Top of SELECTED EXCERPT

I am tempted to agree with Greta Thunberg that COP-26 was all ‘blah blah blah’.

When Boris Johnson flew back to London from Glasgow instead of taking the train, it was difficult to take his climate promises seriously.

There were certainly important agreements on methane and deforestation, and significant pledges by some leaders. But overall it seemed there was too little, too late, to address the disaster we threaten to hand on to our grandchildren.

Johnson apparently flew back to plot, with former Daily Telegraph editor Charles Moore, how to save their mutual friend, the corrupt Conservative MP Owen Paterson, who was notorious for climate-change denial when he was environment secretary.

It was embarrassing to see Neil Parish MP voting for the brazen - and soon to be abandoned - device which Johnson concocted to get Paterson off the hook, while Simon Jupp MP could only abstain.

It wasn’t as though Parish and Jupp didn’t know that Johnson might be stitching them up. Only ten days earlier, they had both allowed themselves to be used as lobby-fodder in a move to protect the privatised water companies who are dumping sewage in our waterways, including across East Devon, and threatening the safety of our beaches. They have now meekly supported a ‘compromise’ which still fails to commit the companies to a specific timetable for ending this.

The extent of Conservative corruption is shocking. As Paul Arnott has reminded us, in East Devon we had advance warning - councillor Graham Brown had to resign in 2013 after being caught offering planning permission for cash; it was clear that he couldn’t have done it without accomplices but they were never caught. But now it goes right to the top. Johnson wanted to get rid of the Commissioner for Standards because she has had to investigate him more than any other MP.

It is not just that this country is now sinking to a level which was previously unimaginable. Corruption also has dire effects on the delivery of services. Billions were squandered on pandemic contracts given to Tory mates through a special fast lane, some of them producing wholly useless PPE.

Dido Harding, a Tory peer, was made head of Test and Trace, one of the most inefficient and wasteful of all the new bodies. Her appointment is the subject of a legal challenge by the Good Law Project, whose director Jolyon Maugham QC argues: "For ministers or special advisers to choose their friends or close associates for these key roles is to exclude those who are more able, or better value. And ultimately it is the public interest that suffers."

But who is the Government’s anti-corruption champion? Step forward Somerset MP John Penrose, Harding’s husband.

Only last month we discovered that the Immensa testing laboratory, which was not properly accredited, had issued tens of thousands of fast negatives for PCR tests taken by people in the South West. Many people will have mixed with family, friends and colleagues, thinking they didn’t have Covid, and inadvertently spread the disease, probably causing hospitalisations and deaths.

This must be one of the reasons that our region, long a low-Covid zone, now has almost the highest Covid rates in the UK. Devon’s NHS chiefs have been reduced to making desperate pleas for families to take their relatives home from hospital as soon as possible, to free up beds. It has been reported that not a single orthopaedic operation was performed in the RD&E during an eight-week period, such are the pressures on our hugely-stretched and underfunded NHS.

But does the Government care? No need for Plan B, Johnson and Sajid Javid say. It’s probably a bonus from their point of view that more and more people with money will simply pay to jump the horrendous queues, thereby contributing to privatisation and undermining the very idea of a universal health service.

Bottom of SELECTED EXCERPT
Top of SUPPLIED RECORDS

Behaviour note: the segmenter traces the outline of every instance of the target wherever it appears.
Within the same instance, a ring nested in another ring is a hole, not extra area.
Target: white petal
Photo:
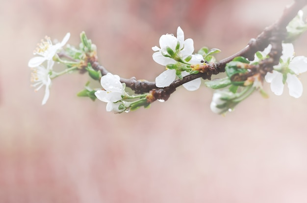
[[[281,95],[283,91],[282,74],[279,72],[276,74],[275,77],[271,82],[271,90],[276,95]]]
[[[45,104],[46,102],[47,102],[48,99],[49,99],[49,95],[50,94],[50,90],[49,88],[51,84],[51,79],[50,79],[50,77],[48,76],[47,83],[46,85],[46,89],[45,89],[45,95],[44,96],[44,98],[43,99],[43,101],[42,102],[42,105]]]
[[[182,56],[191,55],[194,51],[194,42],[192,39],[187,39],[183,43],[184,48],[180,52]]]
[[[122,102],[117,102],[116,103],[109,102],[106,104],[105,107],[106,111],[113,111],[114,113],[122,113],[124,109],[119,109],[119,107],[122,103]]]
[[[303,56],[295,57],[290,62],[289,68],[297,75],[306,72],[307,71],[307,58]]]
[[[273,71],[273,73],[268,72],[264,76],[265,81],[266,81],[267,82],[270,83],[278,74],[278,72],[276,71]]]
[[[184,40],[184,33],[183,30],[180,27],[178,27],[177,28],[177,39],[178,42],[180,43],[180,49],[181,49],[183,47],[183,41]]]
[[[181,72],[181,75],[183,76],[187,76],[189,75],[188,73],[186,71],[183,71]],[[200,78],[196,78],[193,79],[192,81],[186,82],[182,85],[182,86],[187,90],[189,91],[195,91],[198,88],[201,86],[201,84],[202,83],[202,80]]]
[[[171,34],[164,34],[160,37],[159,44],[161,49],[169,47],[175,51],[177,45],[177,38]]]
[[[157,87],[167,87],[176,78],[176,70],[168,69],[155,78],[155,86]]]
[[[64,38],[63,38],[62,42],[61,42],[61,43],[60,44],[61,45],[61,47],[64,46],[65,44],[67,43],[67,41],[68,41],[68,40],[69,39],[70,37],[70,33],[69,32],[68,32],[65,35],[65,36],[64,37]]]
[[[53,67],[53,65],[54,65],[54,61],[53,60],[49,60],[47,61],[47,70],[49,72],[49,71],[52,69],[52,67]]]
[[[282,44],[282,55],[281,57],[284,62],[287,61],[289,58],[291,58],[294,54],[294,48],[291,43]]]
[[[152,47],[152,50],[153,50],[153,51],[161,51],[161,49],[159,48],[156,46],[155,46],[154,47]]]
[[[168,57],[165,57],[162,55],[160,51],[155,52],[153,54],[153,59],[156,63],[162,66],[167,64],[175,64],[176,61]]]
[[[106,99],[107,93],[105,90],[97,90],[95,93],[95,96],[98,99],[103,102],[109,102]]]
[[[123,92],[124,87],[121,83],[120,77],[116,75],[108,73],[102,77],[100,80],[102,86],[105,90],[109,92]]]
[[[298,98],[303,94],[303,85],[300,79],[293,75],[287,74],[287,83],[290,96]]]
[[[28,63],[28,66],[30,68],[35,68],[41,65],[46,60],[46,58],[44,57],[33,57],[29,61],[29,62]]]
[[[192,58],[189,61],[189,63],[191,64],[198,64],[201,63],[202,60],[204,60],[204,57],[201,54],[198,53],[196,54],[192,54]]]

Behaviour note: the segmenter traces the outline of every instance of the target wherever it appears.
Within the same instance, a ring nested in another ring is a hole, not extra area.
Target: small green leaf
[[[85,32],[83,31],[80,34],[81,42],[83,44],[83,50],[85,52],[90,52],[92,47],[92,41],[87,39]]]
[[[197,74],[199,73],[199,71],[192,71],[190,72],[190,74]]]
[[[87,67],[85,68],[85,69],[88,72],[90,76],[95,80],[99,80],[102,77],[101,72],[94,70],[89,63],[87,64]]]
[[[78,97],[87,97],[88,96],[88,95],[87,94],[88,92],[88,90],[86,89],[84,89],[78,92],[77,93],[77,96]]]
[[[269,95],[267,94],[266,92],[263,90],[263,89],[260,89],[259,90],[260,94],[261,95],[263,98],[267,99],[269,98]]]
[[[257,58],[259,59],[259,60],[261,60],[263,59],[263,56],[262,56],[262,54],[261,54],[260,51],[256,52],[256,56],[257,56]]]
[[[176,71],[176,76],[177,76],[177,77],[178,77],[178,78],[180,79],[182,79],[182,78],[183,78],[182,75],[181,75],[181,71]]]
[[[91,89],[89,87],[86,86],[85,89],[82,90],[77,93],[78,97],[89,97],[93,101],[95,101],[96,99],[95,93],[96,91]]]
[[[180,43],[179,42],[177,42],[177,45],[176,45],[176,50],[178,51],[180,48]]]
[[[166,47],[166,51],[167,51],[168,54],[170,54],[170,55],[172,57],[173,57],[175,54],[173,50],[171,49],[169,47]]]
[[[200,50],[199,50],[197,53],[202,55],[203,56],[204,56],[207,55],[207,53],[208,53],[208,51],[209,51],[209,49],[208,49],[207,47],[204,47],[202,48]]]
[[[185,61],[186,61],[186,62],[189,62],[189,61],[190,61],[190,60],[191,60],[191,58],[192,58],[192,55],[190,55],[189,56],[188,56],[188,57],[185,58],[184,59],[184,60]]]
[[[223,88],[231,83],[231,82],[228,77],[221,79],[215,79],[205,83],[205,86],[213,89]]]
[[[207,53],[207,55],[212,54],[213,53],[219,53],[221,51],[222,51],[218,49],[211,49],[210,50],[209,52],[208,52],[208,53]]]
[[[166,68],[169,69],[177,69],[177,65],[176,64],[170,64],[166,65]]]
[[[242,56],[237,56],[232,60],[232,61],[240,61],[241,62],[249,64],[250,63],[250,61]]]
[[[236,92],[237,92],[238,88],[239,86],[237,85],[231,85],[230,87],[229,87],[229,91],[233,93],[235,93]]]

Bottom of SUPPLIED RECORDS

--- WORK REQUEST 1 ---
In the opinion piece, which people have the title "MP" attached directly to their names? List them all.
--- WORK REQUEST 2 ---
Please print the opinion piece from "I am tempted" up to and including "was environment secretary.".
The data has no part in this work.

--- RESPONSE BOX 1 ---
Owen Paterson, Neil Parish, Simon Jupp, John Penrose

--- RESPONSE BOX 2 ---
I am tempted to agree with Greta Thunberg that COP-26 was all ‘blah blah blah’.

When Boris Johnson flew back to London from Glasgow instead of taking the train, it was difficult to take his climate promises seriously.

There were certainly important agreements on methane and deforestation, and significant pledges by some leaders. But overall it seemed there was too little, too late, to address the disaster we threaten to hand on to our grandchildren.

Johnson apparently flew back to plot, with former Daily Telegraph editor Charles Moore, how to save their mutual friend, the corrupt Conservative MP Owen Paterson, who was notorious for climate-change denial when he was environment secretary.